Your goal –
Return every line of the rows that contains the string "water", matching case exactly.

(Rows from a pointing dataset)
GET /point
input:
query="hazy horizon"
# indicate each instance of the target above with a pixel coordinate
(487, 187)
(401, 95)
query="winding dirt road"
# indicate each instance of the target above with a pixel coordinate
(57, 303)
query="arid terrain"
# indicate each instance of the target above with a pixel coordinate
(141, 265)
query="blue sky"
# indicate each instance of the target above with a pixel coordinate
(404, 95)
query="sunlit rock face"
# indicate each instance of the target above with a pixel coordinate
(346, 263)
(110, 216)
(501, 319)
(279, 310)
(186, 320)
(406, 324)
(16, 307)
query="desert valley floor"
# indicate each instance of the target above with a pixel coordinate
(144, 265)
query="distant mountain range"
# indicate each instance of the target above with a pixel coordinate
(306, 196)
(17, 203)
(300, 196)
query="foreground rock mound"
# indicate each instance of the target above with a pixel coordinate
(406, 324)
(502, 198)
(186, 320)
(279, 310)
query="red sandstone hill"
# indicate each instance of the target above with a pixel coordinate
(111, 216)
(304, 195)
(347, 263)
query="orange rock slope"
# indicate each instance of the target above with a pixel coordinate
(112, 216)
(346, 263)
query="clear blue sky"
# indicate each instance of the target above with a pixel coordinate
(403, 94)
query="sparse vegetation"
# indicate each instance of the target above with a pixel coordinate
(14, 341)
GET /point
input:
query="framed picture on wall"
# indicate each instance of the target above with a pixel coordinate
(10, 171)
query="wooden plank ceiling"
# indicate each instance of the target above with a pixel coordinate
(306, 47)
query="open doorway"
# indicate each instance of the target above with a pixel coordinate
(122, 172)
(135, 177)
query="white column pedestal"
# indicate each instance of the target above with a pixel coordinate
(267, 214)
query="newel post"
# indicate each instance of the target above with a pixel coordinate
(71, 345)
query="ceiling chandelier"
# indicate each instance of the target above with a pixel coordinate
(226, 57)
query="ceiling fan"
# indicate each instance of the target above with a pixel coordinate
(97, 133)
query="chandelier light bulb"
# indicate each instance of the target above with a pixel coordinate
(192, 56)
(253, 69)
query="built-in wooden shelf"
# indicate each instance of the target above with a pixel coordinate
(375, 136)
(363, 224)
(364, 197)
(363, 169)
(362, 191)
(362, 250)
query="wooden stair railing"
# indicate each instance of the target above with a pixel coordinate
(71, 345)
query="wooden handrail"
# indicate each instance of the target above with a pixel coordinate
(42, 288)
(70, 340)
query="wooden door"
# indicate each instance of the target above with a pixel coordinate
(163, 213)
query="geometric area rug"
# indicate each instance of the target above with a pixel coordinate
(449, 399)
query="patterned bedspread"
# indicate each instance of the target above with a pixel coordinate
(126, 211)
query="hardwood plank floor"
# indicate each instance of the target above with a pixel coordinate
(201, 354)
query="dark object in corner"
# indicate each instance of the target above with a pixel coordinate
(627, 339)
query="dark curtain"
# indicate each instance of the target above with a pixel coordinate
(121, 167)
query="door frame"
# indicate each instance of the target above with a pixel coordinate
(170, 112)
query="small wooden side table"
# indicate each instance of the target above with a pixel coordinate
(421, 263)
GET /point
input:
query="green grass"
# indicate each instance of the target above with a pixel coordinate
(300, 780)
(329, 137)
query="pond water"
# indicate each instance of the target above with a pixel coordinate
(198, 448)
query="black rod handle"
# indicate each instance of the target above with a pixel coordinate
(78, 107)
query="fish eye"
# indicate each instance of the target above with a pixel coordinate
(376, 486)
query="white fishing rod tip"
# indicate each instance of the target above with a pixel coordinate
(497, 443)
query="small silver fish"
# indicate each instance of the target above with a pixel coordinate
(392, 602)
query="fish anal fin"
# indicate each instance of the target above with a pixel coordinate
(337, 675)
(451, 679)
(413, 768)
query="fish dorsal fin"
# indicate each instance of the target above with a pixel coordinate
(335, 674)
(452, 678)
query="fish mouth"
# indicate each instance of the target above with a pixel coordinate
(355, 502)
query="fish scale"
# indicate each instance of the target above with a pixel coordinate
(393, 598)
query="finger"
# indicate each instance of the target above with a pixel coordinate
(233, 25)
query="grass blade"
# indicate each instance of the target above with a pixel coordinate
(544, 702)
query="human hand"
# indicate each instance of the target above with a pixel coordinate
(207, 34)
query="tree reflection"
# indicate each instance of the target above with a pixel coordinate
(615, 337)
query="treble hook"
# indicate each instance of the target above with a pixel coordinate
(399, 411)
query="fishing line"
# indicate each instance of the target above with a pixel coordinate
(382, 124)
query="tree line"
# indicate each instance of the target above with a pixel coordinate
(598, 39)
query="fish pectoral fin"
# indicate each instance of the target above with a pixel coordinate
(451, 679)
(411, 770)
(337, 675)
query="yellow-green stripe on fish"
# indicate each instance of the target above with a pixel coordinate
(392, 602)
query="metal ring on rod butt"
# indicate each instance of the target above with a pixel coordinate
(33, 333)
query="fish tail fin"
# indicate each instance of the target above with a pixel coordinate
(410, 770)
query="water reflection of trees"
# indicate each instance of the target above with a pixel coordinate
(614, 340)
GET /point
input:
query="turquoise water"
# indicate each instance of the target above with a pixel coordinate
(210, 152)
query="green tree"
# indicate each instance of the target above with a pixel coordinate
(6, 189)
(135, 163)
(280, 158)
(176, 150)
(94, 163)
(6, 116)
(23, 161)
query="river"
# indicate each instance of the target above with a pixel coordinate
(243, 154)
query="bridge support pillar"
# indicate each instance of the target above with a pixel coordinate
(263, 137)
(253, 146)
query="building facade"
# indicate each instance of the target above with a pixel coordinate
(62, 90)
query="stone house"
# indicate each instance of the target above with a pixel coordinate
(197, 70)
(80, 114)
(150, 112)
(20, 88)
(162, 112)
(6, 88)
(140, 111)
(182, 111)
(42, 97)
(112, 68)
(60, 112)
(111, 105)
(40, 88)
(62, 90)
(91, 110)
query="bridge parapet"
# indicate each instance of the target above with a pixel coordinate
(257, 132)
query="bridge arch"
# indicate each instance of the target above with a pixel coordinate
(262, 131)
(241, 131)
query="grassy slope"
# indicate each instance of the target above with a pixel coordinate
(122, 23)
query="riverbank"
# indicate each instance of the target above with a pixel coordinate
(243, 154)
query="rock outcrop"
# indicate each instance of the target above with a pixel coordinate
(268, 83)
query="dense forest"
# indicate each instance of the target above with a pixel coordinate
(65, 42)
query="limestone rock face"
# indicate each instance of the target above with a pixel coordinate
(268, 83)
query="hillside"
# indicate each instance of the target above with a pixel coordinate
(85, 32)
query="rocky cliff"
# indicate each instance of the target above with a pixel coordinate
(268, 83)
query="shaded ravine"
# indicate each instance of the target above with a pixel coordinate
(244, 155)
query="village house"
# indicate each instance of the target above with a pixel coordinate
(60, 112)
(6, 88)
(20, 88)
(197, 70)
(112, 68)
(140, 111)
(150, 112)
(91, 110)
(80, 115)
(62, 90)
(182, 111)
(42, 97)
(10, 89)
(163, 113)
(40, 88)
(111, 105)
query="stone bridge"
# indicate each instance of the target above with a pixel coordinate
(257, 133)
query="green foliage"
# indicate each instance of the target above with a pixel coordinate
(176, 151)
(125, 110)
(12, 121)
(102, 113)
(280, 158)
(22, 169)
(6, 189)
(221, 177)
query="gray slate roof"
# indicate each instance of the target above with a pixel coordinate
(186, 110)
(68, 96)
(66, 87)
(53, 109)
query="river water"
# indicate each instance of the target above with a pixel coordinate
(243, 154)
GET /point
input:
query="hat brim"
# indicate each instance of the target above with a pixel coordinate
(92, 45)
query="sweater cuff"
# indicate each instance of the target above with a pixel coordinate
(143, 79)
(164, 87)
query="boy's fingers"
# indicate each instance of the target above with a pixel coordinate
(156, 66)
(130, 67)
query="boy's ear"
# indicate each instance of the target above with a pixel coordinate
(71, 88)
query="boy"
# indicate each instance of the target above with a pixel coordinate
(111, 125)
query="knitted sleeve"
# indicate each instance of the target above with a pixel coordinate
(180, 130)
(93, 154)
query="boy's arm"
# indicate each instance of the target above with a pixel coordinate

Final answer –
query="pond water"
query="water reflection of trees"
query="turquoise water"
query="river water"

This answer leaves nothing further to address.